::: Records for this task :::
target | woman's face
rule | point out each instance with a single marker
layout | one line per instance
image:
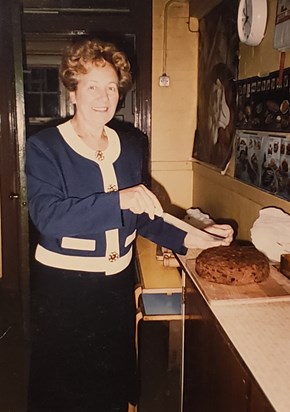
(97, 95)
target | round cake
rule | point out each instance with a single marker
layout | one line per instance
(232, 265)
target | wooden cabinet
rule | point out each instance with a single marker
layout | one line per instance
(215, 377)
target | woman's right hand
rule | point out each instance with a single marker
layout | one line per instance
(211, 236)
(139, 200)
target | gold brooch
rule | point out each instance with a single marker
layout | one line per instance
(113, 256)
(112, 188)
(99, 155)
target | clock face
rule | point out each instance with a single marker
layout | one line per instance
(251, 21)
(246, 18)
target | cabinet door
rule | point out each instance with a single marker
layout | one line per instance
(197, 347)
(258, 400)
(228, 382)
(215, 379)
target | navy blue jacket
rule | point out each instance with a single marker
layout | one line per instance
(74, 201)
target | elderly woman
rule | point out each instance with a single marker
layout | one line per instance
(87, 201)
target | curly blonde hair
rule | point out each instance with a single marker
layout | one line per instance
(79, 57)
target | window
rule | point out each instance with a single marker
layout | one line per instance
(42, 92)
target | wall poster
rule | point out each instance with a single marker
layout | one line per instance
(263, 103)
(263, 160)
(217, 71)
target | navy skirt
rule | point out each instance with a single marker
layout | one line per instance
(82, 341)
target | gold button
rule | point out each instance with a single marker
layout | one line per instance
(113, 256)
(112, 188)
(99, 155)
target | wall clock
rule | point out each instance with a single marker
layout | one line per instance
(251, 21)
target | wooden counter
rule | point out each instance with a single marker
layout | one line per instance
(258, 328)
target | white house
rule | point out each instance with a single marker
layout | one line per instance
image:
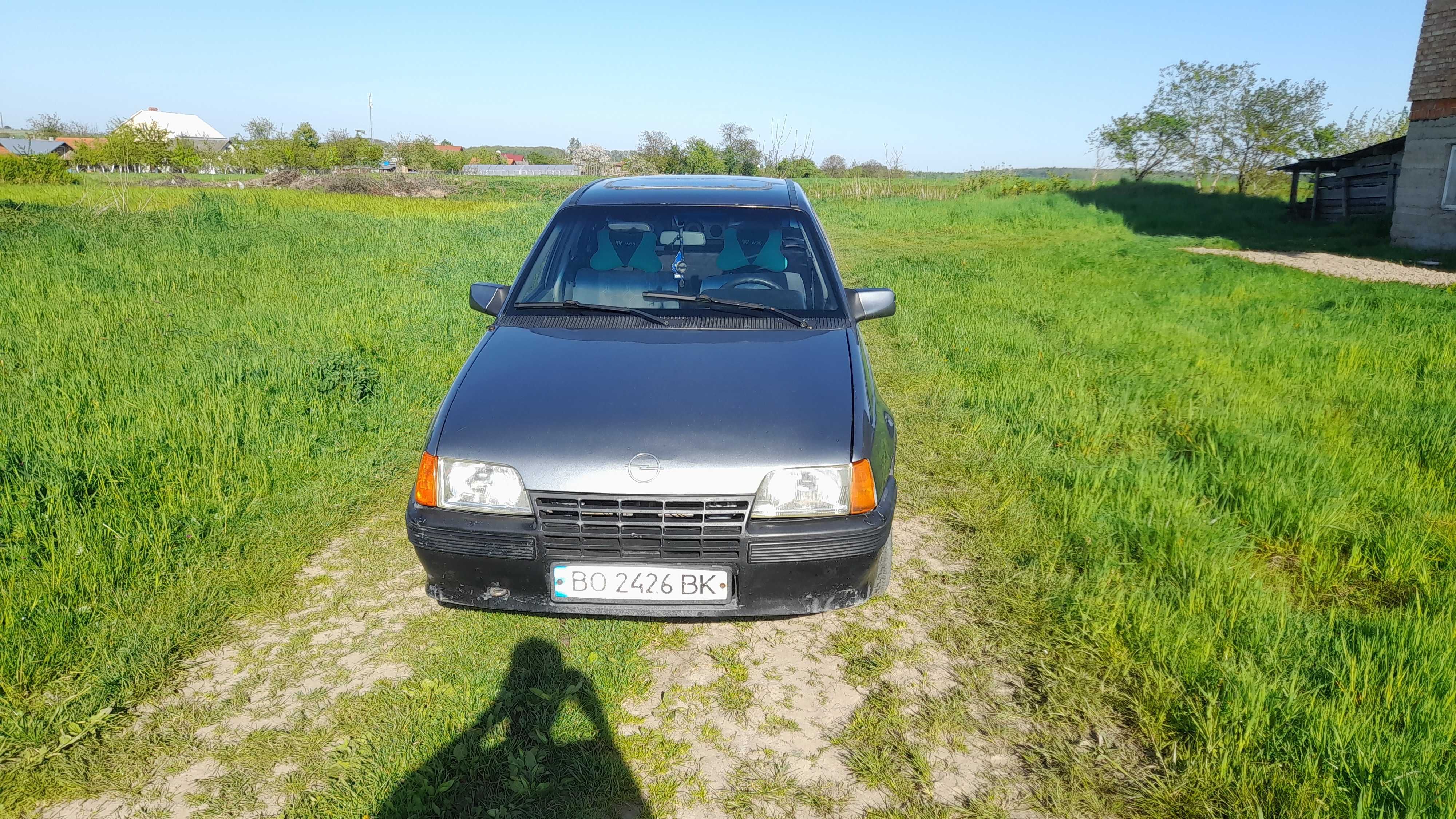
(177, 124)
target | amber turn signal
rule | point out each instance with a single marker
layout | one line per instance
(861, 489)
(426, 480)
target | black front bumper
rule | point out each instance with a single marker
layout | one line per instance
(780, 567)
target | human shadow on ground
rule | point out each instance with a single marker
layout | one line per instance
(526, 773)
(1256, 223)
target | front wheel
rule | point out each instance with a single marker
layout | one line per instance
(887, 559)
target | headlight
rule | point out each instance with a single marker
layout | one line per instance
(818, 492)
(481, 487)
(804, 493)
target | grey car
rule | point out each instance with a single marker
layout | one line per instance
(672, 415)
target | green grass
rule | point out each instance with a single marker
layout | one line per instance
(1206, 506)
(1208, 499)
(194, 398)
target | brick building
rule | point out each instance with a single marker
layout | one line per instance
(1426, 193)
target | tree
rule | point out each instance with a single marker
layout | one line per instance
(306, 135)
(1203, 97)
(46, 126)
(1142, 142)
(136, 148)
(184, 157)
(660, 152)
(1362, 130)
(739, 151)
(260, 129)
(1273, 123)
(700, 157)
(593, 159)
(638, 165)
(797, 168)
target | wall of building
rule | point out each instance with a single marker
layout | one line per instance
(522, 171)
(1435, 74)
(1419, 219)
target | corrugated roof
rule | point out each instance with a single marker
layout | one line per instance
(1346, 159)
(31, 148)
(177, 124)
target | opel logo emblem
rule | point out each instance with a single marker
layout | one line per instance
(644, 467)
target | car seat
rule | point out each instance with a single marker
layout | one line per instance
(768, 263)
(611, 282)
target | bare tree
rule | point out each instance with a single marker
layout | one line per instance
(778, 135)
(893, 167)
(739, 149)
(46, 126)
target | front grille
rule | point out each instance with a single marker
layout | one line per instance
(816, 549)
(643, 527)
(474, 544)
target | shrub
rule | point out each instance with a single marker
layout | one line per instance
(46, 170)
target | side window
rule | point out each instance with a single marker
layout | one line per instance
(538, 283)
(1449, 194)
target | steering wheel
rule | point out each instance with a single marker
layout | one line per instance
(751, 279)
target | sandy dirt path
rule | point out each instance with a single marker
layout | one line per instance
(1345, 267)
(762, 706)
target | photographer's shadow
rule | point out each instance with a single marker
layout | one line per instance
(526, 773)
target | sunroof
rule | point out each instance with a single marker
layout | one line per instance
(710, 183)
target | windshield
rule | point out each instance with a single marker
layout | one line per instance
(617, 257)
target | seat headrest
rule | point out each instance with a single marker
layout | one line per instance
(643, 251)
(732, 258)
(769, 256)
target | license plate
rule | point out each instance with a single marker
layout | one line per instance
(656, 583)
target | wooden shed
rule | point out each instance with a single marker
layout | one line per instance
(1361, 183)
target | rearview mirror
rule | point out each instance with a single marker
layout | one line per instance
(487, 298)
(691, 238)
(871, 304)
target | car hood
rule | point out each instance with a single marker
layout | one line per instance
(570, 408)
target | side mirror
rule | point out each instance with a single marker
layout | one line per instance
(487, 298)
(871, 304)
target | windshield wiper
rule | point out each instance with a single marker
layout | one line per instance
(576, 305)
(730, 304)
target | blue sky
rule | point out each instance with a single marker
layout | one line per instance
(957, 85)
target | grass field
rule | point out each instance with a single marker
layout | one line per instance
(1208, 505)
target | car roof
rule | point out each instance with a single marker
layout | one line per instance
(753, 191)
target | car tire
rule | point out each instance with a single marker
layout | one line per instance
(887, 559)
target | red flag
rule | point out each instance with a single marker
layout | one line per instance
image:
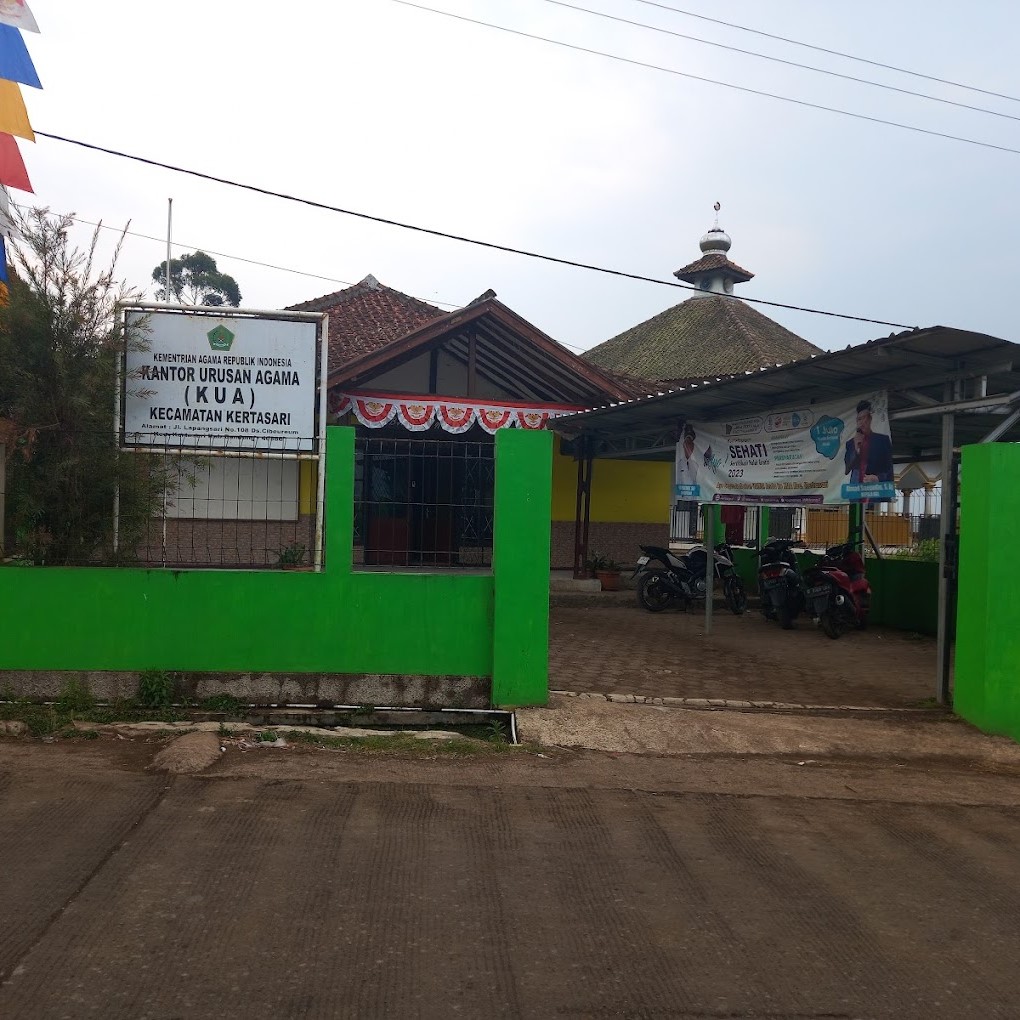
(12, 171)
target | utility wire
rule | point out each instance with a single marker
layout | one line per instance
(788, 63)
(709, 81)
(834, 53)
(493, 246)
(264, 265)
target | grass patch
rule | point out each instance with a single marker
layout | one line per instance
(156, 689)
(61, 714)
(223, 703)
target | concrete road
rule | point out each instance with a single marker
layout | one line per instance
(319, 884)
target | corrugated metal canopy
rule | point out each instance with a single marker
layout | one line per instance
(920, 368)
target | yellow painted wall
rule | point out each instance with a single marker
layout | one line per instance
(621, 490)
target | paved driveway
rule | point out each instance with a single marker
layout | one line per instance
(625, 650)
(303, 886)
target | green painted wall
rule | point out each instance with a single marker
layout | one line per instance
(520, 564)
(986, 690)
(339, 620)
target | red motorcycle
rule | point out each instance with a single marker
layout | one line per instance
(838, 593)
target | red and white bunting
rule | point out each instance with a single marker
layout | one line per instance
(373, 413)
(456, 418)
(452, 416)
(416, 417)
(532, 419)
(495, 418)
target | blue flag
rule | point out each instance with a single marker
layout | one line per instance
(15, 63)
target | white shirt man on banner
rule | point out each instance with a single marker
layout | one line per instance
:::
::: Records for this task :::
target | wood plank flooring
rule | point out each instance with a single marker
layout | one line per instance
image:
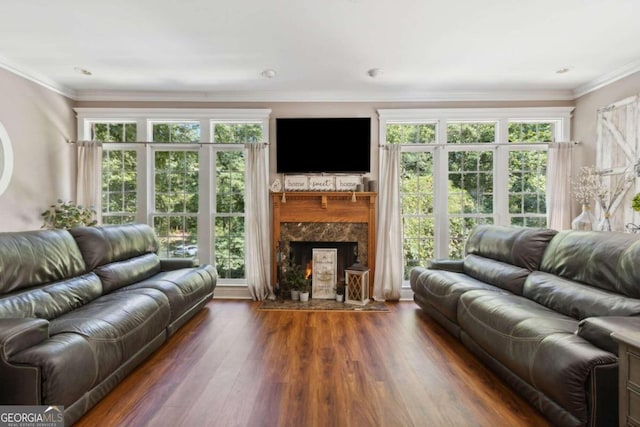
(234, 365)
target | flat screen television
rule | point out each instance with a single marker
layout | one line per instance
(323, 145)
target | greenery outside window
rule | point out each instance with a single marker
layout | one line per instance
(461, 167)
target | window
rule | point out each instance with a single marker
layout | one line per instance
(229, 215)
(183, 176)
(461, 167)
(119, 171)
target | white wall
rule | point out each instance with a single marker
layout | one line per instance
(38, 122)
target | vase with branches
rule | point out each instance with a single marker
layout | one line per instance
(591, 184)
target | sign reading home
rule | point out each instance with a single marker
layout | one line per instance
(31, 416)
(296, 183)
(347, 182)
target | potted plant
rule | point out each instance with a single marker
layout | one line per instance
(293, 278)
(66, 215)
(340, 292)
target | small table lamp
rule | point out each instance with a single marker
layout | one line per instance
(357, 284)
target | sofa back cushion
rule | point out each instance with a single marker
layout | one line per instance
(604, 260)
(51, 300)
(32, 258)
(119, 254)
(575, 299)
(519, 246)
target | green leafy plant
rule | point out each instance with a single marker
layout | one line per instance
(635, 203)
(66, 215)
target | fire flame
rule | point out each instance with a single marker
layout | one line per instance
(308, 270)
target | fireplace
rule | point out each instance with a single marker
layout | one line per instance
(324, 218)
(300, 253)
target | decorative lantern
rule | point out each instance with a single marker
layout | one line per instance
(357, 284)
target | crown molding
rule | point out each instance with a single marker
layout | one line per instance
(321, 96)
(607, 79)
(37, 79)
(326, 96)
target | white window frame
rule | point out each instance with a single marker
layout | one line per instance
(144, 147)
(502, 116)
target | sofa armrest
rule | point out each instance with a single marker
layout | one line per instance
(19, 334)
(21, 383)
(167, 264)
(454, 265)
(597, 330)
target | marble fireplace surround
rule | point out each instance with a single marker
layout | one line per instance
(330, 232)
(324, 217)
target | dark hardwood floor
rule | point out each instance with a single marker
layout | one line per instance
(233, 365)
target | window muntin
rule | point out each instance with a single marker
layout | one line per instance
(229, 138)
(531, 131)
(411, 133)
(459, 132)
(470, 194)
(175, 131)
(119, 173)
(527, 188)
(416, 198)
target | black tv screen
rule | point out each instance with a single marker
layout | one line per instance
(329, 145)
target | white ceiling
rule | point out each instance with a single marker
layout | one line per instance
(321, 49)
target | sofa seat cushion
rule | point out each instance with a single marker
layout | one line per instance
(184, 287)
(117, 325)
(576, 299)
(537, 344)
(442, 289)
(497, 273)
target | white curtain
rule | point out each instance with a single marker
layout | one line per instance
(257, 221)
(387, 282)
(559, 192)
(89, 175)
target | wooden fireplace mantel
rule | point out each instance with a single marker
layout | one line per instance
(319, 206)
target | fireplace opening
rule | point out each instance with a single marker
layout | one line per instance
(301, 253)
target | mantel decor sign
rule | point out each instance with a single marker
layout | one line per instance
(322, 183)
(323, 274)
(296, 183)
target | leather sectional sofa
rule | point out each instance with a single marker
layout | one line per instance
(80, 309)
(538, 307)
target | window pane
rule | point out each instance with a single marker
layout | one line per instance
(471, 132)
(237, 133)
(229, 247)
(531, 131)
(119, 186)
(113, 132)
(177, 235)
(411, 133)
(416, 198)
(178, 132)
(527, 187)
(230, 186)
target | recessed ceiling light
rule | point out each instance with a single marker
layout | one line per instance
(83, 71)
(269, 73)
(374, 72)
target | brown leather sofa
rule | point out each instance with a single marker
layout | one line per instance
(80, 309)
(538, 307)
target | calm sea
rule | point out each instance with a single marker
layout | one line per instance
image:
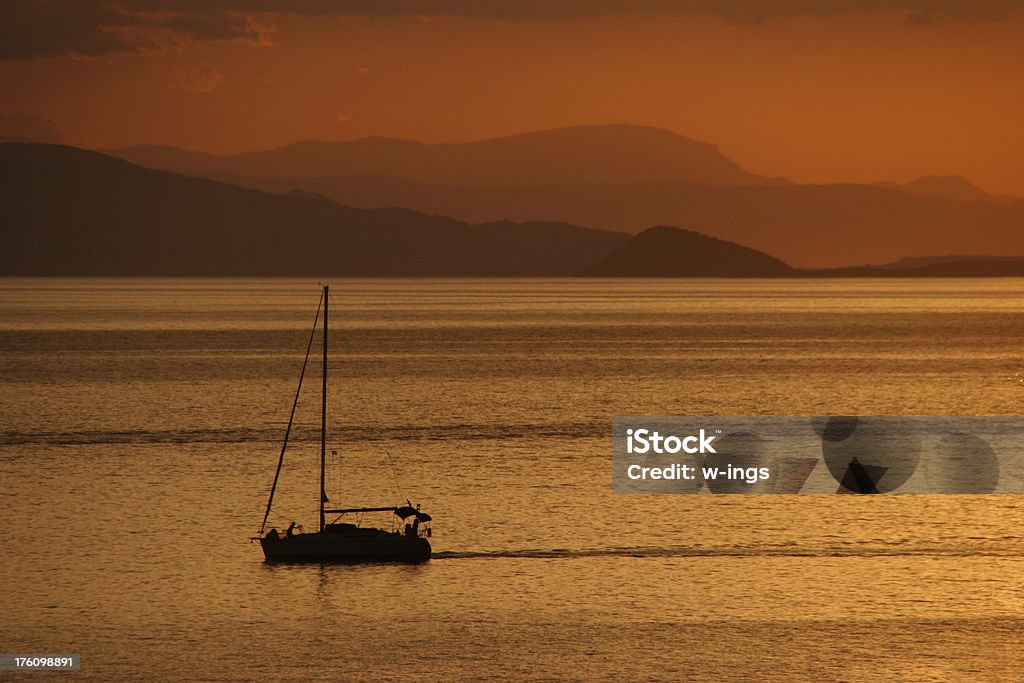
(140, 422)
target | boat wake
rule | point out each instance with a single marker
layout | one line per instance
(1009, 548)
:::
[Task requirements] Scan the records for the word "leather" and copy every line where it is found.

[Exercise output]
target | leather sectional sofa
target | brown leather sofa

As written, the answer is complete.